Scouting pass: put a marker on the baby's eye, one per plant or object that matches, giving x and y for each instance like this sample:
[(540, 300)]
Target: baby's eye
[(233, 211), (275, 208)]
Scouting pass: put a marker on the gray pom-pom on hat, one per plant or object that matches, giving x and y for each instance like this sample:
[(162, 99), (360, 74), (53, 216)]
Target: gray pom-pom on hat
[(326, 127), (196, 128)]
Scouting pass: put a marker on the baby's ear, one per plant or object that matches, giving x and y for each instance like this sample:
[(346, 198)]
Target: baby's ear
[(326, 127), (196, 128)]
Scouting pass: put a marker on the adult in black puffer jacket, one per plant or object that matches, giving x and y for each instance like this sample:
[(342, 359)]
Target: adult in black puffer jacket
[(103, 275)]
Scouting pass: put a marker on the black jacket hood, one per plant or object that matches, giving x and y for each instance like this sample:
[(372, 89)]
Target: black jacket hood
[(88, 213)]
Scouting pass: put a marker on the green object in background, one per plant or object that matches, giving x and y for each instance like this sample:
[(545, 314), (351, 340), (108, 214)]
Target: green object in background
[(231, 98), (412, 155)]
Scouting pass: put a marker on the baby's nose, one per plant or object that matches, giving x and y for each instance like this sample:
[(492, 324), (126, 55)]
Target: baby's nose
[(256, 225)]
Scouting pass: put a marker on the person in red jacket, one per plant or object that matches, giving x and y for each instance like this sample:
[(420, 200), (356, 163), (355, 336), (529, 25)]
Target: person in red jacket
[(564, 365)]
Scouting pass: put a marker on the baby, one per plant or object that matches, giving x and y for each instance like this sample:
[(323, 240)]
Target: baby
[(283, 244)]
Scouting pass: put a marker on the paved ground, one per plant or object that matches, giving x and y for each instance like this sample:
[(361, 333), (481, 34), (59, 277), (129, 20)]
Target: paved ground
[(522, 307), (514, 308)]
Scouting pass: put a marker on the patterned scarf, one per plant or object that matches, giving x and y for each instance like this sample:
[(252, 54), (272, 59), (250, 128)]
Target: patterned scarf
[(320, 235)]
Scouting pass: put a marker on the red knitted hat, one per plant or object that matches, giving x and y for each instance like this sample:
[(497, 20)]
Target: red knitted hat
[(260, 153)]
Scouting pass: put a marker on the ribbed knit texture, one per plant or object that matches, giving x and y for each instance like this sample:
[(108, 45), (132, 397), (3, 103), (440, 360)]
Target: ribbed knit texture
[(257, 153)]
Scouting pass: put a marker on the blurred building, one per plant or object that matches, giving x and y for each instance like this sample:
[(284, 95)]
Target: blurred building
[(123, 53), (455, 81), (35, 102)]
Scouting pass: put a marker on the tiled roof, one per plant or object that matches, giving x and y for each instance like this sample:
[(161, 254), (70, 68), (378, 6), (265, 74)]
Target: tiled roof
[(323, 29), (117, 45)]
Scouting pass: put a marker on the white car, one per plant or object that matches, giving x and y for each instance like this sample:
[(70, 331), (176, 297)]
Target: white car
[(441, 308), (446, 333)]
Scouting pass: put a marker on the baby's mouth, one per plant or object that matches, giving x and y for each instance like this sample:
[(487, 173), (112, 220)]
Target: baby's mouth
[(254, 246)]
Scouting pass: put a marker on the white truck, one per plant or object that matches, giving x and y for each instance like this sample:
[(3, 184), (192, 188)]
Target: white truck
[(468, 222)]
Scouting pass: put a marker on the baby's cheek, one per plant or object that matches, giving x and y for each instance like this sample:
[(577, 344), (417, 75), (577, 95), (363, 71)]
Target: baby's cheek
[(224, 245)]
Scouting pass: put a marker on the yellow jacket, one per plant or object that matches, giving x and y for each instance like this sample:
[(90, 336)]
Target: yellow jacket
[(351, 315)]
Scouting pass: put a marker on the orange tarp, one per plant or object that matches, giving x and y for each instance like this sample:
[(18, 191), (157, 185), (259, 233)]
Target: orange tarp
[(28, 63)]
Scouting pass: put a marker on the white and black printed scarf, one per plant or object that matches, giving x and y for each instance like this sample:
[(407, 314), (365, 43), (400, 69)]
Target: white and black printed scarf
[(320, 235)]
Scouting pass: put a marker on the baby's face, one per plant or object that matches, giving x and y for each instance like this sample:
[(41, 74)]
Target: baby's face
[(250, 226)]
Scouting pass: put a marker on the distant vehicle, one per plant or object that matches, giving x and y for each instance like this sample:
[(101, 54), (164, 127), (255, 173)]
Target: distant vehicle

> **YOUR OBJECTIVE**
Among the records above, find the lines where the word "distant" appears and copy them.

> **SOLUTION FOR THIS TASK**
Scouting pass: put a marker on the distant vehicle, one per plant or object that matches, giving x and y for each instance like this sample:
Target: distant vehicle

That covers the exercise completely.